Region pointing data:
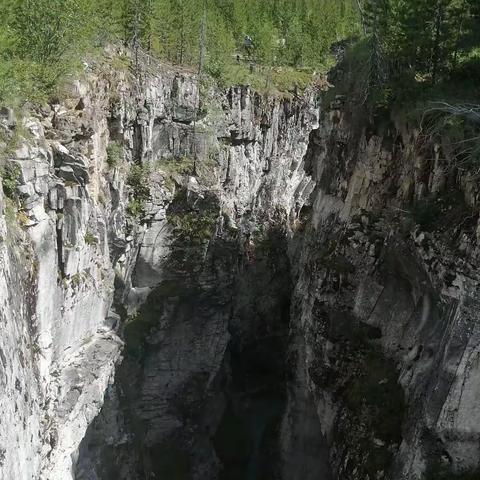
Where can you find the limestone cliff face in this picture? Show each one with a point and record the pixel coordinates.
(298, 302)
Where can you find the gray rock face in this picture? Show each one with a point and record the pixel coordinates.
(275, 309)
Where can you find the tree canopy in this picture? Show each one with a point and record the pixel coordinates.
(40, 40)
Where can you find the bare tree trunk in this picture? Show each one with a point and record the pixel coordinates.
(439, 18)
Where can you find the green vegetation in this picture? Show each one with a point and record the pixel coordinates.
(416, 46)
(193, 226)
(10, 179)
(115, 154)
(43, 40)
(137, 180)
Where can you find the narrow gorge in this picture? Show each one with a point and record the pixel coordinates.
(206, 283)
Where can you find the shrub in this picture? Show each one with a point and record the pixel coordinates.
(115, 154)
(10, 179)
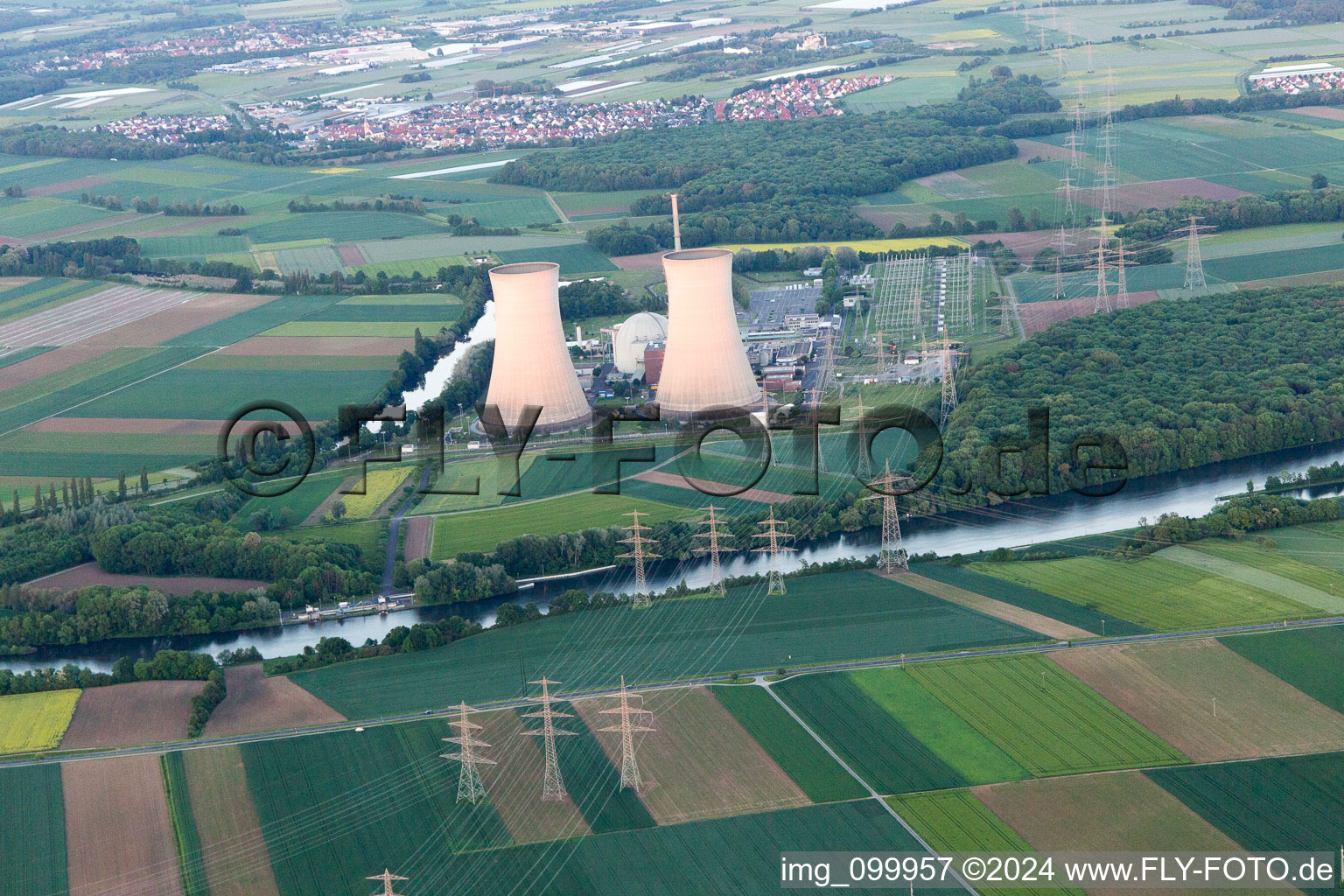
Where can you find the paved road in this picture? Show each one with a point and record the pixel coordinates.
(663, 685)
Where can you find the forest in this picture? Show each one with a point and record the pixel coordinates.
(100, 612)
(774, 182)
(1178, 383)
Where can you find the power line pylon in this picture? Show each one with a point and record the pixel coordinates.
(639, 555)
(629, 766)
(1102, 298)
(469, 786)
(947, 359)
(864, 461)
(1194, 263)
(774, 549)
(553, 786)
(892, 556)
(712, 547)
(1121, 263)
(388, 878)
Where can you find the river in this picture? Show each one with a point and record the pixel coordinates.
(1012, 524)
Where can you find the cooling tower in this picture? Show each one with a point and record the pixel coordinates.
(531, 361)
(706, 366)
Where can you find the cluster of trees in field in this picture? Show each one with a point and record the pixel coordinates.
(1179, 384)
(304, 571)
(1321, 203)
(750, 183)
(594, 298)
(1230, 519)
(423, 635)
(452, 582)
(165, 665)
(97, 612)
(409, 206)
(1313, 476)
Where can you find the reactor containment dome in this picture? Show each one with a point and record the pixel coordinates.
(706, 367)
(531, 361)
(634, 333)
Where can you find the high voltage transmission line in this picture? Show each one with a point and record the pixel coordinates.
(774, 549)
(632, 722)
(639, 555)
(712, 549)
(553, 786)
(469, 786)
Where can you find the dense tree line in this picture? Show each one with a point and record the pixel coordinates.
(165, 665)
(594, 298)
(1285, 207)
(776, 182)
(452, 582)
(301, 572)
(205, 703)
(97, 612)
(1230, 519)
(1179, 384)
(402, 205)
(423, 635)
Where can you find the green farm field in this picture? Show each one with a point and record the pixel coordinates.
(483, 529)
(869, 719)
(1320, 544)
(789, 746)
(1294, 803)
(679, 858)
(956, 821)
(217, 394)
(1306, 659)
(382, 794)
(1265, 567)
(822, 618)
(32, 840)
(1042, 717)
(1020, 595)
(1158, 594)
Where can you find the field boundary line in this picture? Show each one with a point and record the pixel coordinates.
(879, 662)
(863, 783)
(143, 379)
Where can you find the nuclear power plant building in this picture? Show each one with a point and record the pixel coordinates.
(531, 363)
(704, 364)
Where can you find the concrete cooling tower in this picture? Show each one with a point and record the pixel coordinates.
(531, 363)
(706, 366)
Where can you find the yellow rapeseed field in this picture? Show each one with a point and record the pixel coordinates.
(378, 488)
(32, 722)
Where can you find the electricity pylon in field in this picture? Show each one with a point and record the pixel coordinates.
(892, 555)
(553, 786)
(639, 555)
(388, 878)
(632, 720)
(774, 549)
(469, 786)
(712, 549)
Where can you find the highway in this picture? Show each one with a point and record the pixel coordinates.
(659, 685)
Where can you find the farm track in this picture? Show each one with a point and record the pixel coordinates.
(662, 685)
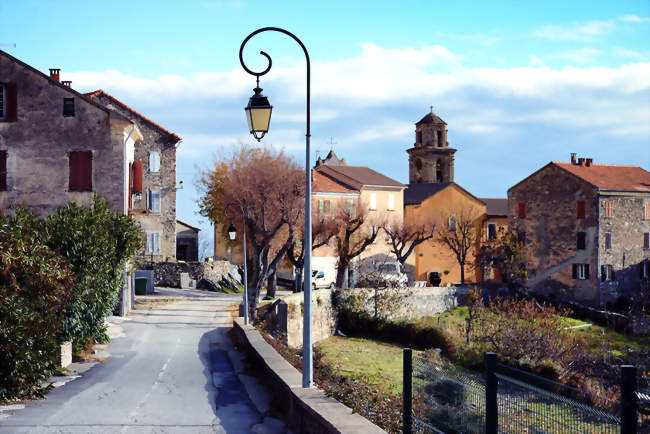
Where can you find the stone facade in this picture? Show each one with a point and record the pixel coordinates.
(562, 265)
(155, 139)
(39, 142)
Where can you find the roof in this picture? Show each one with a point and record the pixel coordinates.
(495, 206)
(59, 84)
(431, 118)
(610, 176)
(358, 176)
(101, 92)
(187, 224)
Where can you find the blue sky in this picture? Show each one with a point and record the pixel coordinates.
(519, 83)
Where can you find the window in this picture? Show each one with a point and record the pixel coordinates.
(351, 208)
(153, 242)
(608, 209)
(154, 161)
(154, 201)
(3, 170)
(81, 171)
(453, 222)
(607, 273)
(492, 231)
(521, 237)
(581, 271)
(581, 209)
(68, 107)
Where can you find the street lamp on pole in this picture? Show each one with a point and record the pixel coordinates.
(232, 234)
(258, 113)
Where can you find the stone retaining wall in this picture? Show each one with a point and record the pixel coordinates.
(307, 410)
(169, 273)
(286, 316)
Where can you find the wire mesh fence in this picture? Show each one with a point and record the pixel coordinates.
(446, 400)
(449, 400)
(528, 403)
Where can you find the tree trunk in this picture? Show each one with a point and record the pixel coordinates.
(271, 285)
(297, 283)
(342, 277)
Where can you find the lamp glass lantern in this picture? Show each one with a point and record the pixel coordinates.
(258, 113)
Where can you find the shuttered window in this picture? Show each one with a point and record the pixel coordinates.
(154, 161)
(81, 171)
(3, 170)
(154, 201)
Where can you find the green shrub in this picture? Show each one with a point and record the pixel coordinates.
(96, 242)
(35, 284)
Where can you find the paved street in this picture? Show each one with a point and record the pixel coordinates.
(170, 373)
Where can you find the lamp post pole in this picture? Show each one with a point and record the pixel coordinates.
(243, 229)
(307, 356)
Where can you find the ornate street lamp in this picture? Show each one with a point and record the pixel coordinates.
(261, 121)
(232, 233)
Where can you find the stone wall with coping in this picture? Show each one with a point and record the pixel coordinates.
(169, 273)
(286, 316)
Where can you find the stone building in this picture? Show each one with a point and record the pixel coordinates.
(57, 145)
(590, 225)
(153, 206)
(187, 241)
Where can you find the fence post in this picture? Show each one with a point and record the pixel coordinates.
(491, 385)
(407, 392)
(628, 399)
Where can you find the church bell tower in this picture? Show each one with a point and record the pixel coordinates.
(431, 160)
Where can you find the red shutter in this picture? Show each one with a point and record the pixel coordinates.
(137, 177)
(522, 210)
(81, 171)
(3, 170)
(11, 103)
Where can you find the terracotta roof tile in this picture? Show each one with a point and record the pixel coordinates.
(99, 92)
(610, 176)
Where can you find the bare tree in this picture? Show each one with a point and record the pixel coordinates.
(356, 230)
(268, 185)
(404, 238)
(460, 233)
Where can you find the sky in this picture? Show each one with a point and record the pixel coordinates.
(518, 83)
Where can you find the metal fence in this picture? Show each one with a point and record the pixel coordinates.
(443, 399)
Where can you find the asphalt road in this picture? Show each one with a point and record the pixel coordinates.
(169, 373)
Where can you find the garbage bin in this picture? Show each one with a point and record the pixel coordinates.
(140, 285)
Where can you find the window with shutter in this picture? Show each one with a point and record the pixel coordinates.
(522, 210)
(3, 170)
(81, 170)
(581, 209)
(154, 161)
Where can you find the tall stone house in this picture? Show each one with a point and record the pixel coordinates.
(590, 229)
(153, 206)
(59, 146)
(433, 196)
(337, 184)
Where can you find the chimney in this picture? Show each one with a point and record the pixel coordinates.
(55, 73)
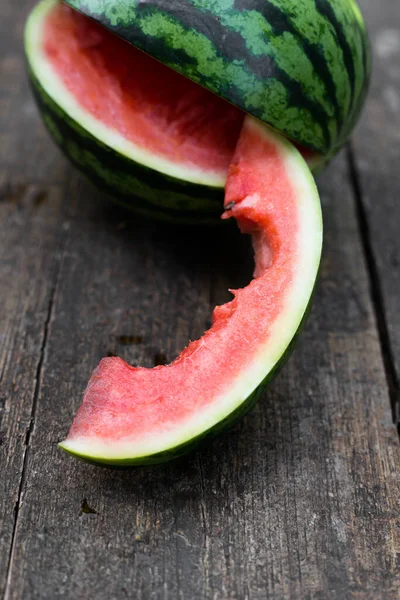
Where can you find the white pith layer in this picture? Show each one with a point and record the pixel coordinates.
(56, 89)
(309, 243)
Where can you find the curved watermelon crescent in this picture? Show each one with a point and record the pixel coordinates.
(115, 427)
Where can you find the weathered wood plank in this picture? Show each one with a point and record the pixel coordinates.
(299, 501)
(30, 241)
(377, 156)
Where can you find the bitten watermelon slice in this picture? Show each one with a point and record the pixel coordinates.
(149, 134)
(140, 416)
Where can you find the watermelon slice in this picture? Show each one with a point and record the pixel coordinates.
(135, 415)
(154, 139)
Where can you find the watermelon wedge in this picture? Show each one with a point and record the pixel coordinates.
(136, 416)
(158, 142)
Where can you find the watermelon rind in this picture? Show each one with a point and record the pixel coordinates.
(154, 187)
(246, 386)
(301, 67)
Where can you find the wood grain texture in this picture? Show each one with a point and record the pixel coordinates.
(376, 160)
(300, 500)
(30, 242)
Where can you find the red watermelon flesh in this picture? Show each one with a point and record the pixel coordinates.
(149, 104)
(131, 413)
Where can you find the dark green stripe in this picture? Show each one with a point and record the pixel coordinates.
(231, 46)
(325, 9)
(281, 23)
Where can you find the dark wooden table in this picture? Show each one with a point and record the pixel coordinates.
(301, 499)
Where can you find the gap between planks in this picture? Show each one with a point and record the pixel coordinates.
(375, 289)
(53, 291)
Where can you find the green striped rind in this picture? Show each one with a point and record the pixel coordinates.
(302, 67)
(224, 425)
(146, 191)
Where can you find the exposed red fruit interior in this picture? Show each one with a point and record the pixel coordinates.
(123, 402)
(148, 103)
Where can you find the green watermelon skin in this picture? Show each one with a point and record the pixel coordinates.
(301, 67)
(221, 427)
(149, 193)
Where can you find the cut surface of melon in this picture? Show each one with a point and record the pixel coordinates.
(131, 102)
(129, 414)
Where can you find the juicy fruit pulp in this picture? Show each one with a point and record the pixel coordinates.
(300, 66)
(153, 107)
(135, 415)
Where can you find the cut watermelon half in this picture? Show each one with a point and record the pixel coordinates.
(153, 138)
(138, 416)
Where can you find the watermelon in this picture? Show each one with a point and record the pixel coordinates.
(145, 131)
(138, 416)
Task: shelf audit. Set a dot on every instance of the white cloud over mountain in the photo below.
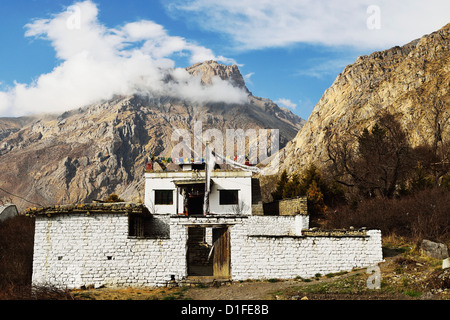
(96, 62)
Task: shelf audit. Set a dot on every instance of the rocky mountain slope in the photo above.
(91, 152)
(412, 82)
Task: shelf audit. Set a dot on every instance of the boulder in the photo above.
(434, 249)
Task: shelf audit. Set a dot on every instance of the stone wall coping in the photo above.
(311, 233)
(90, 208)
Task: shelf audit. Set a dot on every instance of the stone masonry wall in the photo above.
(284, 257)
(75, 250)
(79, 250)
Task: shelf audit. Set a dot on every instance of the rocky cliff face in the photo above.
(89, 153)
(412, 82)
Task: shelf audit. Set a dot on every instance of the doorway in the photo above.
(208, 252)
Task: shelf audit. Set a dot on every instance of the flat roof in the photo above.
(88, 208)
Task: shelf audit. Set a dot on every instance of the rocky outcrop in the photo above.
(412, 82)
(86, 154)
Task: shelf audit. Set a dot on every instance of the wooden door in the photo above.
(221, 262)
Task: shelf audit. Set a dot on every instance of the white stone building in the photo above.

Task to carry out:
Beginning at the line that holds "wall in the photo above.", reproduce each line of the records above down to and including the last one.

Answer to this exercise:
Task: shelf audit. Set a dot on every instance of the stone masonry wall in the photo above.
(284, 257)
(75, 250)
(79, 250)
Task: shelf audit. Set a dot on every instance of the rocky cliff face in the photo above.
(89, 153)
(412, 82)
Task: shelf audit. Set a dot on every instance of the doorway in the photo above.
(208, 252)
Task: shelf audit. Set a dot on every instance of the flat roof in the photo above.
(88, 208)
Task: shelf audit. Set a dot on every instance of the rocky outcrop in the photo above.
(412, 82)
(86, 154)
Task: shelf audit. Set a dot on every instance of the wooden door in the photo above.
(221, 262)
Task: shelf audit. Set a dot on every instance of the white stone building in the photo above.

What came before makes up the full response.